- _EXTRAIT CHOISI_
Lors de la publication des ordonnances à Matignon le 31 août dernier, le Premier ministre, Edouard Philippe, a justifié les mesures qui ont été prises : « Personne ne peut sérieusement soutenir que notre droit, et notre droit du travail en particulier, favorise aujourd’hui l’embauche ». Il a présenté cette première étape, qui vise essentiellement les TPE-PME, comme « permettant aux acteurs du dialogue social et économique d’avoir tous les leviers pour négocier des règles qui prennent mieux en compte les attentes des salariés comme les besoins des entreprises ».


Ces textes, qui seront adoptés en Conseil des ministres le 22 septembre prochain et entreront en vigueur immédiatement après, semblent satisfaire les syndicats de dirigeants. Ainsi, pour Pierre Gattaz, président du Medef, « les ordonnances contiennent des pistes intéressantes qu’il faut maintenant transformer en réalité ».


De son côté, l’Union nationale des professions libérales (UNAPL) salue les avancées pour les TPE contenues dans les projets d’ordonnance. Même son de cloche pour la confédération des PME (CPME) qui estime « la réforme tant attendue au rendez-vous » et qui ajoute : « c’est un changement en profondeur qui prend en compte la réalité des petites entreprises en leur ouvrant des facultés de dialogue jusqu’à présent réservé, en pratique, aux seules grandes entreprises ». En revanche, le Syndicat de la magistrature dénonce des textes « qui vont à l’encontre des fondements d’un droit destiné originellement à tenter de rétablir un équilibre dans une relation de travail par essence inégale ».

- _ENREGISTREMENTS À TRAITER_
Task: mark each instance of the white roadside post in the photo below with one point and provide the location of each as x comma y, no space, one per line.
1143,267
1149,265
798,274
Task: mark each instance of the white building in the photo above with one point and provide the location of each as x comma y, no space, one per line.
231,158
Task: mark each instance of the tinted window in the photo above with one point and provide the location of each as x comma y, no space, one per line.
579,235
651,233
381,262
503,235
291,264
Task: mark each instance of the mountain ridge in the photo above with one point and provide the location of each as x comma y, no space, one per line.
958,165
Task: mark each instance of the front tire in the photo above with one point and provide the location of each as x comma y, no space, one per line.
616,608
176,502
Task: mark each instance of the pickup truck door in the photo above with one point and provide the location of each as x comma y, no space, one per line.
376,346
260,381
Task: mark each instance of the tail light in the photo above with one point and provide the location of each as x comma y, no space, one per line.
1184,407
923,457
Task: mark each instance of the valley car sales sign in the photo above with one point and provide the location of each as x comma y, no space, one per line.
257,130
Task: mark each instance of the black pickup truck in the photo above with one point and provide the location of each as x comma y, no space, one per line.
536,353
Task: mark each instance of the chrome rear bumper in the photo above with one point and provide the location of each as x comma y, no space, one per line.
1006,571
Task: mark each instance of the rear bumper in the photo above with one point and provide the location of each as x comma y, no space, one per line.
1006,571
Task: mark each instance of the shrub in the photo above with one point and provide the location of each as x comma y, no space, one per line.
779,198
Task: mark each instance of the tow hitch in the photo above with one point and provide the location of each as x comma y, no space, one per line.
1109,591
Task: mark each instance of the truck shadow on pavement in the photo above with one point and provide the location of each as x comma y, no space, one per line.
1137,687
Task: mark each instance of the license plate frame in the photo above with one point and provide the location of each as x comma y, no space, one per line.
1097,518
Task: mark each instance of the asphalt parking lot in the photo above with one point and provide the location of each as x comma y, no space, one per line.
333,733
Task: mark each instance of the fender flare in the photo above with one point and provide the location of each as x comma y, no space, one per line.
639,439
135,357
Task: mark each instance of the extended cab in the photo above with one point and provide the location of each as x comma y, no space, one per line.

- _À FAIRE_
[1] Transcrivez mot pour mot l'extrait consacré aux ordonnances sur le droit du travail.
[2] Affichez chaque ligne des enregistrements qui contient le mot « white », en tenant compte de la casse.
L'extrait et les enregistrements proviennent de sources distinctes.

- _RÉSULTATS ATTENDUS_
[1]
Lors de la publication des ordonnances à Matignon le 31 août dernier, le Premier ministre, Edouard Philippe, a justifié les mesures qui ont été prises : « Personne ne peut sérieusement soutenir que notre droit, et notre droit du travail en particulier, favorise aujourd’hui l’embauche ». Il a présenté cette première étape, qui vise essentiellement les TPE-PME, comme « permettant aux acteurs du dialogue social et économique d’avoir tous les leviers pour négocier des règles qui prennent mieux en compte les attentes des salariés comme les besoins des entreprises ».


Ces textes, qui seront adoptés en Conseil des ministres le 22 septembre prochain et entreront en vigueur immédiatement après, semblent satisfaire les syndicats de dirigeants. Ainsi, pour Pierre Gattaz, président du Medef, « les ordonnances contiennent des pistes intéressantes qu’il faut maintenant transformer en réalité ».


De son côté, l’Union nationale des professions libérales (UNAPL) salue les avancées pour les TPE contenues dans les projets d’ordonnance. Même son de cloche pour la confédération des PME (CPME) qui estime « la réforme tant attendue au rendez-vous » et qui ajoute : « c’est un changement en profondeur qui prend en compte la réalité des petites entreprises en leur ouvrant des facultés de dialogue jusqu’à présent réservé, en pratique, aux seules grandes entreprises ». En revanche, le Syndicat de la magistrature dénonce des textes « qui vont à l’encontre des fondements d’un droit destiné originellement à tenter de rétablir un équilibre dans une relation de travail par essence inégale ».

[2]
Task: mark each instance of the white roadside post in the photo below with one point and provide the location of each as x comma y, no space, one per line.
Task: mark each instance of the white building in the photo above with one point and provide the location of each as x comma y, no space, one per line.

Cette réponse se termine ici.